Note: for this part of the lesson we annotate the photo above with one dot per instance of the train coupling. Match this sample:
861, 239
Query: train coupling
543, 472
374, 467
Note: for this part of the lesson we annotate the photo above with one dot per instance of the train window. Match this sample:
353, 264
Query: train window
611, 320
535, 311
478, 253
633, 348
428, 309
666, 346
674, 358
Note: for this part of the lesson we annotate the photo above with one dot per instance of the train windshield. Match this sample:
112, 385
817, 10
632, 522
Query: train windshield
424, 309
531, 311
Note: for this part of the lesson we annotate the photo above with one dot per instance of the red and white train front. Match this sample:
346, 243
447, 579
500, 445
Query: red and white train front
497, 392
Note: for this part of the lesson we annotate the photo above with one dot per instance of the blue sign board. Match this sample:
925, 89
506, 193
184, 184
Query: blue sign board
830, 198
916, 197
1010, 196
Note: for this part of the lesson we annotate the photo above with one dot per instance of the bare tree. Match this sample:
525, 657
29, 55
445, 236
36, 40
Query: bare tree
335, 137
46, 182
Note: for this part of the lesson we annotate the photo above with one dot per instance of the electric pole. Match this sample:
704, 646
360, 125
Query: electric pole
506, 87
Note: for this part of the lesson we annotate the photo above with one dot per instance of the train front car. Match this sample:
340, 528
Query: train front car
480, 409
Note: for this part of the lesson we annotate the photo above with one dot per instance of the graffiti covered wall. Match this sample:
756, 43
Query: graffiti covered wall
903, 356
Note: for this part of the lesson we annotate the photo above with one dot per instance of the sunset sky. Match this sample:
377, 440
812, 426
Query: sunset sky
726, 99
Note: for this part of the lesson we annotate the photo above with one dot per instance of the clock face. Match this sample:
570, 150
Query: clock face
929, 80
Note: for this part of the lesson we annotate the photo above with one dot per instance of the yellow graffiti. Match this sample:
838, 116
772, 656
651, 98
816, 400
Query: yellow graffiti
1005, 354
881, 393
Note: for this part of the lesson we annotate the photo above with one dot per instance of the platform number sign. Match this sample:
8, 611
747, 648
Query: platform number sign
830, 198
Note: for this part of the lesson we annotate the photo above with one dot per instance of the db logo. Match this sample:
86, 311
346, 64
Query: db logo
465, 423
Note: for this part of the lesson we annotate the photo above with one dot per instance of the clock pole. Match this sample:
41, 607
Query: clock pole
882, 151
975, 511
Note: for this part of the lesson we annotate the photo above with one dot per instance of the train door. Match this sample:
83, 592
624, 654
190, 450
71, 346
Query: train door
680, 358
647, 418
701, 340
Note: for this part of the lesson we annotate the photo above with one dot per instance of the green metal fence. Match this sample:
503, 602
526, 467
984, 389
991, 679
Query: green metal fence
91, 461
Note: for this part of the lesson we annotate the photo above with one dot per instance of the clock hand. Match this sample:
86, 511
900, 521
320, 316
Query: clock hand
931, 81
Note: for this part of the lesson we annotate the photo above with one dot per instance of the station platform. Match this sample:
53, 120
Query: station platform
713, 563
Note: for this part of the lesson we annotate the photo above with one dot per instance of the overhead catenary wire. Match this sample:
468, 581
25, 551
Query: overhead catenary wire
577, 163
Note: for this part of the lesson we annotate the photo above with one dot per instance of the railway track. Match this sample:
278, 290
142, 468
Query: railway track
####################
WHAT THE TASK REQUIRES -> For the string "track", find every line of the material that contains it, and copy each one.

ANSWER TO THIS PROBLEM ->
Note: for this part of the lesson we annotate the photo above with one dot per instance of the railway track. Match this sample:
Query: railway track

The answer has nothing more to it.